_Список заданий:_
A – Как изложить абзац фрагмента, начинающийся словами «45. Кто бы поверил», короче и в виде списка, сохранив его основные факты?
B – Как будут выглядеть все строки записей, оформленные нумерованным списком без пустых строк? Изображения в ответ не включайте.

_Предложенный фрагмент:_
────────────────
45. Кто бы поверил, что с таким [легким] сердцем он мог быть в такой степени красноречивым? Но надобно ужасаться, а не смеяться этому. В самом деле, пришел ли бы он к подобного рода воззрениям, если бы мог мыслить, что есть нечто такое, что и существует и не есть тело? Между тем, что может быть нелепее мысли, будто масса какого–нибудь металла может возрастать с одной стороны не иначе, как убывая с другой, или увеличиваться в длину не иначе, как умаляясь в толщину, или — что существует такое тело, которое, сохраняя качества своей природы, со всех сторон возрастает не иначе, как делаясь более и более разреженным? Каким же образом, сравнивается, из капли семени душа наполнит величину одушевляемого ею тела, если она и сама тело, субстанция которого не увеличивается никакими приростами? Каким образом, говорю, наполнит она плоть, которую одушевляет, если не будет тем все реже и реже, чем больше и больше становится то, что она оживляет? Тертуллиан боялся, как бы не допустить в душе недостатка со стороны уменьшаемости, допустив, что она возрастает, и в то же время не побоялся допустить в ней недостаток со стороны разрежаемости, раз она возрастает. Но к чему мне долго останавливаться на этом пункте, когда и речь моя затянулась настолько, что надобно уже ее окончить, и мнение мое, чего мне держаться, или с какой стороны сомневаться и почему сомневаться, достаточно уже выяснилось? Поэтому закончим и эту книгу, чтобы перейти к рассмотрению дальнейшего.
────────────────
_Записи для обработки:_
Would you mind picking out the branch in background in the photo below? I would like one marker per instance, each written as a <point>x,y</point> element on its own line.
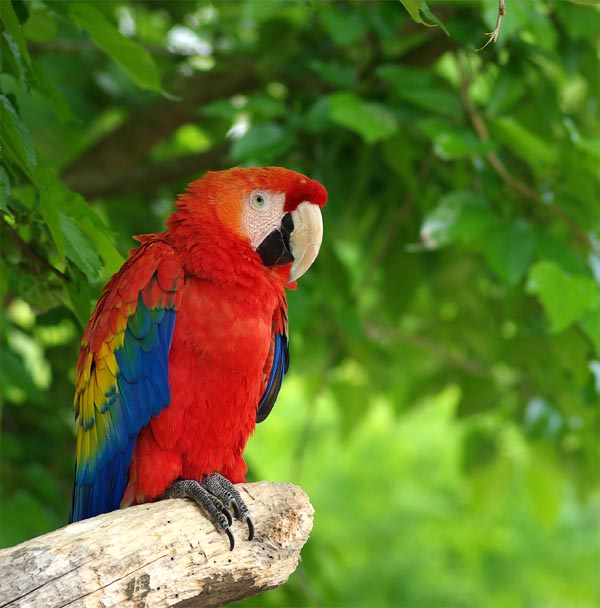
<point>498,166</point>
<point>161,554</point>
<point>493,36</point>
<point>125,147</point>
────────────────
_Ответы по порядку:_
A –
- Тертуллиан рассуждал с легким сердцем, но красноречиво, и этому надо ужасаться, а не смеяться.
- Вряд ли он пришел бы к таким воззрениям, если бы мог мыслить нечто существующее, но не являющееся телом.
- Нелепо думать, что тело, сохраняя свою природу, растет со всех сторон, лишь становясь всё более разреженным, или что металл растет с одной стороны, только убывая с другой.
- Если душа — тело, субстанция которого не увеличивается, то, возникнув из капли семени, она может наполнить растущую плоть лишь всё сильнее разрежаясь.
- Тертуллиан побоялся признать в душе недостаток уменьшаемости, но не побоялся признать недостаток разрежаемости.
- Речь затянулась, мнение уже достаточно выяснилось, поэтому книга заканчивается и следует переход к дальнейшему.

B –
1. Would you mind picking out the branch in background in the photo below? I would like one marker per instance, each written as a <point>x,y</point> element on its own line.
2. <point>498,166</point>
3. <point>161,554</point>
4. <point>493,36</point>
5. <point>125,147</point>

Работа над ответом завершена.